- [Input rows]:

>> Begin

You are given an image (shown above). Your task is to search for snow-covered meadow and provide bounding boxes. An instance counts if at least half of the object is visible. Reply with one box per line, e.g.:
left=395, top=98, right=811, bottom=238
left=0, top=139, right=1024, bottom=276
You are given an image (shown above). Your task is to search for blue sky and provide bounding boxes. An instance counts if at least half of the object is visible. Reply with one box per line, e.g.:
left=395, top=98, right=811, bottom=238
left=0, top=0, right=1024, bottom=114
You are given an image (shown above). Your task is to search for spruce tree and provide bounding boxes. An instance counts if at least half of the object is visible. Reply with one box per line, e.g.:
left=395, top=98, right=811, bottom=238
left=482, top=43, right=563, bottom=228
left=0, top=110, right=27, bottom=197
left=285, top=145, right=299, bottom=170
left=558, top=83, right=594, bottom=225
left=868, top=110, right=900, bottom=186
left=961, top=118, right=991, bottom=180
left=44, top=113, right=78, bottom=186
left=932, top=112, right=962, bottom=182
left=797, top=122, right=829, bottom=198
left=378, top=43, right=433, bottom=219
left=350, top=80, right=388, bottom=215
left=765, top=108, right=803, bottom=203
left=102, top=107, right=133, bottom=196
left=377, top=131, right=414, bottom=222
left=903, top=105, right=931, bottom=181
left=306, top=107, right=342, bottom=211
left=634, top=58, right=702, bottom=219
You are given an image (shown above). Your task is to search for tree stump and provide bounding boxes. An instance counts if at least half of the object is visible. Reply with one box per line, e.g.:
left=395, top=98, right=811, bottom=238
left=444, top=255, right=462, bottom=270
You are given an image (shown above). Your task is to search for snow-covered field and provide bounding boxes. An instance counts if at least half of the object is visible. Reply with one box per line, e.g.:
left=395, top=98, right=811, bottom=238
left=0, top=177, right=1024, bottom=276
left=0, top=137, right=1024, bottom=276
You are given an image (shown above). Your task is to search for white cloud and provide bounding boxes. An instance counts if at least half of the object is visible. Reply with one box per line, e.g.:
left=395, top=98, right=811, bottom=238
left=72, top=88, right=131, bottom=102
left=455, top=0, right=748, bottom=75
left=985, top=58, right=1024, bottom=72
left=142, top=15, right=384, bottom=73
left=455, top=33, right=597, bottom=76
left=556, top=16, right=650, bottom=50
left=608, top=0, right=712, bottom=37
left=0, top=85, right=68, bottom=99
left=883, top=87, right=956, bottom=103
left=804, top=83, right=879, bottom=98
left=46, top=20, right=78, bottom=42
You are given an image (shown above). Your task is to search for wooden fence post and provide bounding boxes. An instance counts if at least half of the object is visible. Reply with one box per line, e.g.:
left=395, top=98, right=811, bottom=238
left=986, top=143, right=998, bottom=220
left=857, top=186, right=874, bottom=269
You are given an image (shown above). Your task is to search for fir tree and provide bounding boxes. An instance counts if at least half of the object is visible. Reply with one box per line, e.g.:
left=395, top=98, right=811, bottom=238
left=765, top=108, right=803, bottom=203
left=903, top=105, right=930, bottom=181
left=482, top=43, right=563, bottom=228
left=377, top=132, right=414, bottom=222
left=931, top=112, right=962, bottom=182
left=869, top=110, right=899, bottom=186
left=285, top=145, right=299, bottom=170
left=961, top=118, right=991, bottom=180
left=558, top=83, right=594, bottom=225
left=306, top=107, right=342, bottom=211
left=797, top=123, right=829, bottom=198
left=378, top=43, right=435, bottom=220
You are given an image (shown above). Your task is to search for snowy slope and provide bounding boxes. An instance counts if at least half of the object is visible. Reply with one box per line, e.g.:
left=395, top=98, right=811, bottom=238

>> End

Please write out, word for word, the lines of the records starting at the one that contains "search for spruce" and ending at the one that contains "left=0, top=137, right=1024, bottom=276", with both of those lines included.

You are given an image (shown above). Your task is to search for spruce tree and provide bounding boxes. An instance counts if at least half of the object is visible. Reply with one box per line, e.g.:
left=395, top=98, right=811, bottom=238
left=482, top=43, right=563, bottom=228
left=0, top=110, right=27, bottom=197
left=285, top=145, right=299, bottom=170
left=558, top=83, right=594, bottom=225
left=868, top=110, right=900, bottom=186
left=961, top=118, right=991, bottom=180
left=44, top=113, right=78, bottom=186
left=932, top=112, right=962, bottom=182
left=797, top=122, right=829, bottom=198
left=378, top=43, right=433, bottom=219
left=350, top=80, right=388, bottom=215
left=765, top=108, right=803, bottom=203
left=102, top=107, right=133, bottom=196
left=377, top=131, right=414, bottom=222
left=903, top=105, right=931, bottom=181
left=306, top=107, right=342, bottom=211
left=634, top=58, right=702, bottom=219
You are given an image (shown above). Your task is to search for tree stump and provide bounding boxes. An instance counts if at least half of the object is visible. Reply with one box per line, e.g.:
left=395, top=98, right=811, bottom=238
left=444, top=255, right=462, bottom=270
You are given an image (shown above). Your task is to search for snow-covered field and provide bounding boxes. An instance counts if at least half of the object is visible. Reply with one box per line, e.g.:
left=395, top=98, right=811, bottom=238
left=0, top=177, right=1024, bottom=276
left=0, top=137, right=1024, bottom=276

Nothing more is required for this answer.